___ 提示文
SEM-ECCI法による転位観察
SEM-ECCI法による転位観察の概要
金属材料の変形や破壊のプロセスの本質的な理解には転位の状態を可視化することが重要です。
従来、金属材料中の転位の観察にはTEMが用いられてきましたが、近年ではSEMによる観察も可能となりました。
金属材料中の転位の可視化に対して、転位密度の定量評価はX線回折によって可能です。
SEM-ECCI法による転位観察の原理
結晶性試料をある特定の電子線の入射条件でSEM観察すると結晶からは均一な輝度が得られますが、
転位などの欠陥の周囲では歪により画像にコントラストの変化が生じます。
バルク状態で観察できるため、試料の薄膜加工が必要なTEMとは異なり前処理が容易です。
このコントラストを利用して転位の可視化を行う観察方法を ECCI法(Electron Channeling Contrast Imaging) と言います。
______
___ 抜粋データ
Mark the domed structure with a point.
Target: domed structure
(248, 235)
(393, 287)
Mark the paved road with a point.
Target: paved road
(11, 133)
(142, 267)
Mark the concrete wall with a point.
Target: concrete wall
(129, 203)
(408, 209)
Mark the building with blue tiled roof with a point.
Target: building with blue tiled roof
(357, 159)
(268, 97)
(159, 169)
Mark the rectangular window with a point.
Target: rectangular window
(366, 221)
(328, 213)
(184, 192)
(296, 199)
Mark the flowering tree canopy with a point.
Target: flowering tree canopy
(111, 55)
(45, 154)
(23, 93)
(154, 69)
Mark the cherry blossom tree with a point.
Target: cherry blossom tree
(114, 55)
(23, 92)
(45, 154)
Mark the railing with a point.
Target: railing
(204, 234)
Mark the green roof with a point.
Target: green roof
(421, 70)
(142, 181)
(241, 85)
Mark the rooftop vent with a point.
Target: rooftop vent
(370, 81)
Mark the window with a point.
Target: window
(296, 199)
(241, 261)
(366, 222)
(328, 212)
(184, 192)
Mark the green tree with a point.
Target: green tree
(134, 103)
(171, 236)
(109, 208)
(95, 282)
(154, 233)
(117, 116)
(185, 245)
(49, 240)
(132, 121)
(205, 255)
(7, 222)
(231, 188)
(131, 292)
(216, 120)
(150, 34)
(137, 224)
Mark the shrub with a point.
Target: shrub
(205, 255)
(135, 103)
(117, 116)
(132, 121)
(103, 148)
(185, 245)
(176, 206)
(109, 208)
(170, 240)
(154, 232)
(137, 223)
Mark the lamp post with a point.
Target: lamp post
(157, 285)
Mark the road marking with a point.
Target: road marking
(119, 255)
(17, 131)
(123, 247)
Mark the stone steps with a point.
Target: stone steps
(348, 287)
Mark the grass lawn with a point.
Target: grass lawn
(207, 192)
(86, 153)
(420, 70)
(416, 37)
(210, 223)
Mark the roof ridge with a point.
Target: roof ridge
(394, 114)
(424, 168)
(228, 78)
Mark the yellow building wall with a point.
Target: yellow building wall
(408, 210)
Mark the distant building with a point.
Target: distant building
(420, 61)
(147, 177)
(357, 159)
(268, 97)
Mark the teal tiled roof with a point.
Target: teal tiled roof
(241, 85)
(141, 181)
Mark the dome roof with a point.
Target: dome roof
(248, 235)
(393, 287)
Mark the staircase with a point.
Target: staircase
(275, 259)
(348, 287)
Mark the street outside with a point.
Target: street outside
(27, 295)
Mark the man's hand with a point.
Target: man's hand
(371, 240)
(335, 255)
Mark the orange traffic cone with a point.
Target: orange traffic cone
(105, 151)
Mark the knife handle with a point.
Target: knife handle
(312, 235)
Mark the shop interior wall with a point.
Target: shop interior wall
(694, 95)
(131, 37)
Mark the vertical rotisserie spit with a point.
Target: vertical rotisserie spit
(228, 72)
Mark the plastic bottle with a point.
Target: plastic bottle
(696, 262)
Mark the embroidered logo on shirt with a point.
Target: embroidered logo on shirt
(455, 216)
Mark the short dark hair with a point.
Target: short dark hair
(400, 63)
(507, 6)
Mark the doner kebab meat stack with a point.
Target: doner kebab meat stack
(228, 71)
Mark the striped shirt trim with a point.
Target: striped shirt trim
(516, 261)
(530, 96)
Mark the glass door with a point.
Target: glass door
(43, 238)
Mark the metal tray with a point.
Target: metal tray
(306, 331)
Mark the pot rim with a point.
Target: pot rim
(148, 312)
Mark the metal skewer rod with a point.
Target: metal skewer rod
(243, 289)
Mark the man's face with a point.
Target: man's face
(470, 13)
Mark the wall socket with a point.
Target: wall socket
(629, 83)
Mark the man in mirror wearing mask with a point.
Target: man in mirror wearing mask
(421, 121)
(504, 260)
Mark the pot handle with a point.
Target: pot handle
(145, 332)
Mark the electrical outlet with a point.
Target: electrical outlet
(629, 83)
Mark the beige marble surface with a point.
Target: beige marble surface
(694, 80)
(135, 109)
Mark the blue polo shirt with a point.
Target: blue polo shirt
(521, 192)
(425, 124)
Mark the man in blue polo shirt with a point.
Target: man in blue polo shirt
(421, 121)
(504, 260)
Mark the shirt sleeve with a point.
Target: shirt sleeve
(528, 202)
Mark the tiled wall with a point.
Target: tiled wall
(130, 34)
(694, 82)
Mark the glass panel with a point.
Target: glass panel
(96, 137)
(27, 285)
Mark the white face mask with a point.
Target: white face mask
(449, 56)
______
#### 課題一覧:
1 – 提示文のうち、「従来、金属材料中の転位の観察」を含む語句で始まり「Contrast Imaging) と言います。」で終わる部分を、一字も変えずに書き写してもらえますか。
2 – 次の(a)〜(c)は提示文の内容と合っていますか。それぞれ「はい」か「いいえ」で答え、判断の決め手となる提示文の語句を正確に引用してください。
(a) 転位密度の定量評価はX線回折によって行うことができる。
(b) SEM-ECCI法で観察するには、試料を薄膜に加工する必要がある。
(c) 転位などの欠陥の周囲では、画像のコントラストに変化は生じない。

#### 解答結果:
1 –
従来、金属材料中の転位の観察にはTEMが用いられてきましたが、近年ではSEMによる観察も可能となりました。
金属材料中の転位の可視化に対して、転位密度の定量評価はX線回折によって可能です。
SEM-ECCI法による転位観察の原理
結晶性試料をある特定の電子線の入射条件でSEM観察すると結晶からは均一な輝度が得られますが、
転位などの欠陥の周囲では歪により画像にコントラストの変化が生じます。
バルク状態で観察できるため、試料の薄膜加工が必要なTEMとは異なり前処理が容易です。
このコントラストを利用して転位の可視化を行う観察方法を ECCI法(Electron Channeling Contrast Imaging) と言います。

2 –
(a) はい。「転位密度の定量評価はX線回折によって可能です」
(b) いいえ。「バルク状態で観察できるため、試料の薄膜加工が必要なTEMとは異なり前処理が容易です」
(c) いいえ。「転位などの欠陥の周囲では歪により画像にコントラストの変化が生じます」